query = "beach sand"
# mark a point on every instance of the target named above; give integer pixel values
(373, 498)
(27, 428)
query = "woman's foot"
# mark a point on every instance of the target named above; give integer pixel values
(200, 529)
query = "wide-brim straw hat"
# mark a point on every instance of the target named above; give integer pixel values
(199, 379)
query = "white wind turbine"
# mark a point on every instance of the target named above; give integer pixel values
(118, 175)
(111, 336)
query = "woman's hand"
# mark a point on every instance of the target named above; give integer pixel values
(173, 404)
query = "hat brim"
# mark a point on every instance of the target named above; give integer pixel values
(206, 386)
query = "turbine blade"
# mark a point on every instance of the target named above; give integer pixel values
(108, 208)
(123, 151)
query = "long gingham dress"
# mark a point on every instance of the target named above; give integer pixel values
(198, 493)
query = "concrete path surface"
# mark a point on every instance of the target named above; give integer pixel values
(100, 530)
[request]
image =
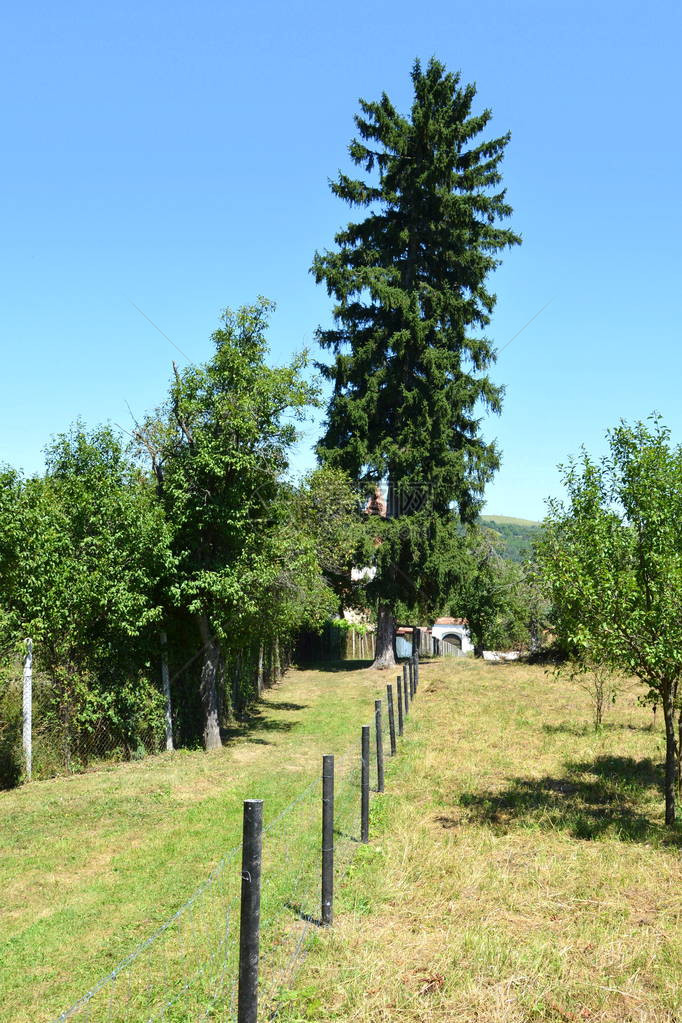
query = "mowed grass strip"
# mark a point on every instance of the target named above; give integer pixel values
(91, 864)
(518, 866)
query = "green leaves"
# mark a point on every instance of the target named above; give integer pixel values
(408, 369)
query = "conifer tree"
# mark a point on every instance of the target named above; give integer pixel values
(410, 363)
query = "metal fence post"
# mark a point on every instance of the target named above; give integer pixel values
(379, 745)
(327, 838)
(392, 720)
(400, 705)
(252, 856)
(364, 786)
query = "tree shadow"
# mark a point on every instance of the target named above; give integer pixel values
(255, 721)
(336, 666)
(284, 705)
(604, 797)
(583, 729)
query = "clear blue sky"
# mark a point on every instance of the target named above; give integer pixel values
(177, 157)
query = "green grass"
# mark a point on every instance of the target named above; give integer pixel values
(506, 520)
(518, 870)
(93, 863)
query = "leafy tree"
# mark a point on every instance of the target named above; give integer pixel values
(611, 559)
(409, 372)
(219, 448)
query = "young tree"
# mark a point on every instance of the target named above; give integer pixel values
(218, 448)
(84, 551)
(410, 364)
(612, 564)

• **What you have to do**: Reproduce each entry verbatim, excluding any embedded images.

• **Solution to this exercise**:
query = "beach sand"
# mark a point on every instance of the target named above; give integer pixel values
(373, 498)
(27, 428)
query = "woman's foot"
# mark a point on every instance of the target named above; give integer pixel values
(200, 529)
query = "wide-brim straw hat"
# mark a point on every instance of the target named above; give integer pixel values
(199, 379)
query = "white wind turbine"
# mark a point on every instance of the target named above; give integer pixel values
(118, 175)
(111, 336)
query = "woman's hand"
# mark a point on every instance of the target named above; give integer pixel values
(173, 404)
query = "hat brim"
# mark a point on every instance of the target named above; give integer pixel values
(206, 386)
query = "turbine blade"
# mark a point on every instance of the target named above; give integer pixel values
(108, 208)
(123, 151)
query = "long gingham dress"
# mark a point on every instance of the target named above; give integer pixel values
(198, 493)
query = "concrete path surface"
# mark a point on every instance of the target named above; give integer pixel values
(100, 530)
[request]
image =
query = "mowed grass strip"
# mark a point on every instance of the target named above; give integer pixel values
(91, 864)
(518, 866)
query = "green leaves"
# mark a point on every instance of the target named above; give integer pixel values
(408, 369)
query = "conifer tree"
# mark a point on every instance of the target named above; give integer pixel values
(410, 363)
query = "metal fence post"
# mark a point on every instance of the target named above; give integer pixel values
(379, 745)
(327, 838)
(392, 720)
(400, 705)
(252, 856)
(364, 786)
query = "tree shadow"
# mark a point on every instance of the target named above; give integer pixel values
(255, 721)
(336, 666)
(284, 705)
(604, 797)
(583, 729)
query = "clear blue sky"
# mark a point on every instance of the target named above; give integer pixel values
(177, 157)
query = "green grass"
# mark a point on every instance of the target named above; give integer pixel values
(506, 520)
(518, 870)
(93, 863)
query = "leafy tree"
# mark a point on every instance of the target named above; give integer pixel values
(611, 559)
(409, 372)
(219, 448)
query = "young tree"
# mark a point on every instance of the target named above; give integer pixel values
(218, 448)
(84, 551)
(410, 364)
(612, 564)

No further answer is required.